*PROBLEM DESCRIPTION*
Extract the lines of the material below, beginning with the first and ending with the line that holds "Target: woman in dark coat". Skip every picture.

*MATERIAL SHOWN*
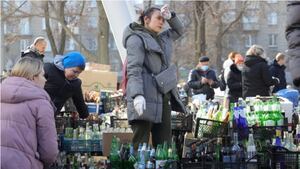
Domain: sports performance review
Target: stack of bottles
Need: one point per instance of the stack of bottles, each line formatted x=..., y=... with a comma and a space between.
x=78, y=161
x=122, y=156
x=241, y=151
x=257, y=113
x=212, y=111
x=86, y=138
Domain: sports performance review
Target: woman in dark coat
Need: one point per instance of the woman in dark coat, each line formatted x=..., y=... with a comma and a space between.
x=257, y=79
x=149, y=51
x=234, y=79
x=63, y=83
x=293, y=40
x=277, y=70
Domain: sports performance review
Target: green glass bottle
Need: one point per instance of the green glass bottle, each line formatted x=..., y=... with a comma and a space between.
x=160, y=157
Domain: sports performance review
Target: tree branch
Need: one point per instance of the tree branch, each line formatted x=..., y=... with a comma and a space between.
x=48, y=29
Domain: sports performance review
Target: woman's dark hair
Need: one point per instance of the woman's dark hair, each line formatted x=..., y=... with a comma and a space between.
x=148, y=12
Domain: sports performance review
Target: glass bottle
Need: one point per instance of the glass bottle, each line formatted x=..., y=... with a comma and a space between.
x=218, y=149
x=251, y=148
x=235, y=149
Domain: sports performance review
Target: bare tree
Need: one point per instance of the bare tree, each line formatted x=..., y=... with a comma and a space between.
x=217, y=12
x=200, y=30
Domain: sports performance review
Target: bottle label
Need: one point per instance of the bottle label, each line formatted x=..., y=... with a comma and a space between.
x=269, y=123
x=160, y=164
x=280, y=122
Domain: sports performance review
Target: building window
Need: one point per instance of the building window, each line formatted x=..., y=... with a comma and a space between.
x=272, y=18
x=92, y=44
x=249, y=40
x=24, y=43
x=24, y=26
x=71, y=44
x=43, y=23
x=92, y=22
x=272, y=40
x=228, y=16
x=159, y=2
x=253, y=5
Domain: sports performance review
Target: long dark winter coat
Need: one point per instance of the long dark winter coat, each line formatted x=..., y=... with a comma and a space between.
x=293, y=40
x=278, y=71
x=143, y=50
x=234, y=82
x=257, y=79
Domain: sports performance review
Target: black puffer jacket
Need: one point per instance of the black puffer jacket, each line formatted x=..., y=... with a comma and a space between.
x=293, y=40
x=257, y=79
x=278, y=71
x=234, y=82
x=60, y=89
x=194, y=82
x=31, y=53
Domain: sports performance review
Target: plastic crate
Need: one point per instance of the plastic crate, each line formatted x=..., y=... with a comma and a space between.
x=210, y=128
x=182, y=123
x=205, y=164
x=280, y=157
x=70, y=145
x=118, y=123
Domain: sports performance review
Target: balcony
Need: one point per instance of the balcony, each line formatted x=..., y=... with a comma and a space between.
x=250, y=26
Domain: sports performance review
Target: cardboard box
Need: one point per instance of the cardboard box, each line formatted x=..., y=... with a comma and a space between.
x=107, y=139
x=98, y=80
x=97, y=66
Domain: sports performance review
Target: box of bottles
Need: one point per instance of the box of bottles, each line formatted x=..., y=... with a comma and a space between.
x=210, y=128
x=93, y=107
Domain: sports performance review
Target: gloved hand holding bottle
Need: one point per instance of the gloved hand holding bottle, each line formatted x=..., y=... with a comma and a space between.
x=165, y=12
x=139, y=104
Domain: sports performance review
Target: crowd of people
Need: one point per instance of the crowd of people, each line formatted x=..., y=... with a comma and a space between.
x=35, y=92
x=247, y=76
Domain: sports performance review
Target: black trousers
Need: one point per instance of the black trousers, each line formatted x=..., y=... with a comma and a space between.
x=161, y=132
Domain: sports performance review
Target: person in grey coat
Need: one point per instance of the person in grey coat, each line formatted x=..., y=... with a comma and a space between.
x=293, y=40
x=149, y=50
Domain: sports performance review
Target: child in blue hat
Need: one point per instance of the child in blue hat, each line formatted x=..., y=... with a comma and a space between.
x=63, y=82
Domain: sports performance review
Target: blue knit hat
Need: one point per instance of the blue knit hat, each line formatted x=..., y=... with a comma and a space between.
x=74, y=59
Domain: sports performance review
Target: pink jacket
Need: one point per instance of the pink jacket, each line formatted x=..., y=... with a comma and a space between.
x=28, y=133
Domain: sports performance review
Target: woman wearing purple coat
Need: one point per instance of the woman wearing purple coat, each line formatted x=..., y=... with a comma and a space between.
x=28, y=133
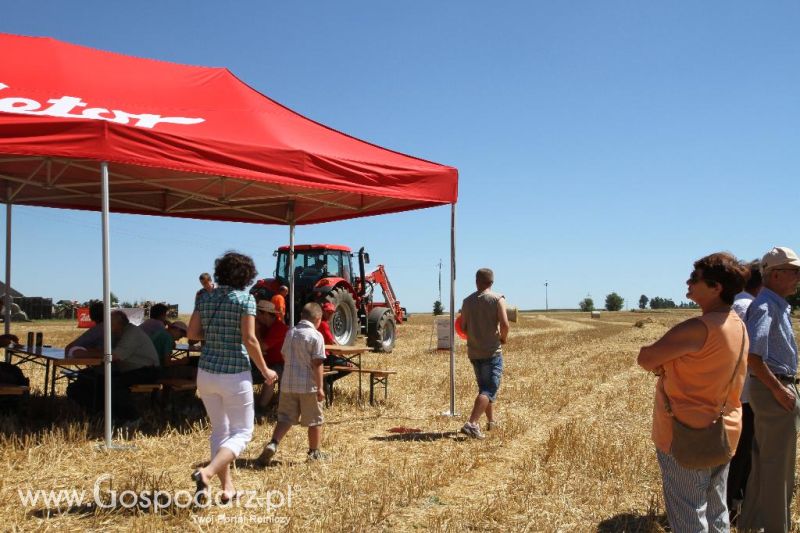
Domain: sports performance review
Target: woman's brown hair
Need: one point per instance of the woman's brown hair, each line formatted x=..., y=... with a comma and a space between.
x=724, y=269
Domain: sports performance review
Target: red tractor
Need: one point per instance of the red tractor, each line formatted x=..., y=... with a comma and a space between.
x=324, y=273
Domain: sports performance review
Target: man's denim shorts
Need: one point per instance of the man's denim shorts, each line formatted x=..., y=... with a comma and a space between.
x=488, y=373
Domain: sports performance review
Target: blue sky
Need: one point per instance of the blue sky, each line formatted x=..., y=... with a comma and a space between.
x=602, y=146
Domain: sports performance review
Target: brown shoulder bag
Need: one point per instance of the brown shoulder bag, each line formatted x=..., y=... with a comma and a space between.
x=700, y=449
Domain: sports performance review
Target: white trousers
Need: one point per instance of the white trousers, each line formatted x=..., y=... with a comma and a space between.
x=228, y=399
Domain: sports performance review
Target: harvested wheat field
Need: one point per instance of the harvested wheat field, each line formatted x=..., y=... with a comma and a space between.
x=572, y=453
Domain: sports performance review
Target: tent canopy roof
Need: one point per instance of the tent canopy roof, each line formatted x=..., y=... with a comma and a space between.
x=185, y=141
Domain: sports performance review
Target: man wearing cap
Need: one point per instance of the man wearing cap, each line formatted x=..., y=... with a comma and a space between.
x=164, y=339
x=772, y=364
x=271, y=332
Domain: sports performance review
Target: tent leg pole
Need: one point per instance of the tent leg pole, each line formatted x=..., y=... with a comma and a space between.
x=291, y=274
x=452, y=309
x=7, y=297
x=106, y=307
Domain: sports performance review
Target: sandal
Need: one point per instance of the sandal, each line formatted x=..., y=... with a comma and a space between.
x=224, y=499
x=201, y=491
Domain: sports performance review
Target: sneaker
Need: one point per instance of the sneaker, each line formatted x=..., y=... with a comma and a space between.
x=266, y=455
x=472, y=431
x=316, y=455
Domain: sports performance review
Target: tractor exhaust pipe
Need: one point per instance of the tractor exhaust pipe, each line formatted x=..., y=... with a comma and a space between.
x=363, y=258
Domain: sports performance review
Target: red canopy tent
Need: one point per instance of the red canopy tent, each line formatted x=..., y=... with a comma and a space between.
x=88, y=129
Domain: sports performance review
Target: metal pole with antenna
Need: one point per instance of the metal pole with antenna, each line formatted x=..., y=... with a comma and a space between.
x=546, y=303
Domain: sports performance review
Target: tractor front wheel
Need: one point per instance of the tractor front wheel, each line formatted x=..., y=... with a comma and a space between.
x=381, y=330
x=344, y=322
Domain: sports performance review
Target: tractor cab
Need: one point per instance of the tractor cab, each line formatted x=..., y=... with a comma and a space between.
x=323, y=273
x=313, y=262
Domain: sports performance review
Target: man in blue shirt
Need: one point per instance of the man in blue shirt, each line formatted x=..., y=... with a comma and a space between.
x=772, y=363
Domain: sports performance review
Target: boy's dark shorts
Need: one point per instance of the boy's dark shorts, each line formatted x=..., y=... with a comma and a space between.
x=488, y=373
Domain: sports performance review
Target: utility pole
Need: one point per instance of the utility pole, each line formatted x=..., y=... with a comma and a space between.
x=440, y=280
x=546, y=303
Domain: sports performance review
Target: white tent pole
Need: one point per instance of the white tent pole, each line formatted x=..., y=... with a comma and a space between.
x=452, y=309
x=106, y=307
x=7, y=298
x=291, y=266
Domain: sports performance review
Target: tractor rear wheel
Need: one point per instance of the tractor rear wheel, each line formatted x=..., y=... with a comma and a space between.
x=344, y=322
x=381, y=330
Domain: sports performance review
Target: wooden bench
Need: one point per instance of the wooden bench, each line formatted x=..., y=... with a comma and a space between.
x=13, y=390
x=376, y=377
x=178, y=384
x=145, y=388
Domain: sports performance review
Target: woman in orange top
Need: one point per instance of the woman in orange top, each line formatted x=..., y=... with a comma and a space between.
x=695, y=361
x=279, y=301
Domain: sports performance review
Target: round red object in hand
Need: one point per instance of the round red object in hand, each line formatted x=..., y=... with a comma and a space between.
x=459, y=330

*YOUR SOLUTION*
Domain: sports performance review
Target: stack of bottles
Need: one point per instance of the stack of bottles, each line formatted x=..., y=... with a comma and a space between.
x=78, y=161
x=122, y=156
x=241, y=151
x=257, y=113
x=212, y=111
x=86, y=138
Domain: sports performance review
Target: woman in dark coat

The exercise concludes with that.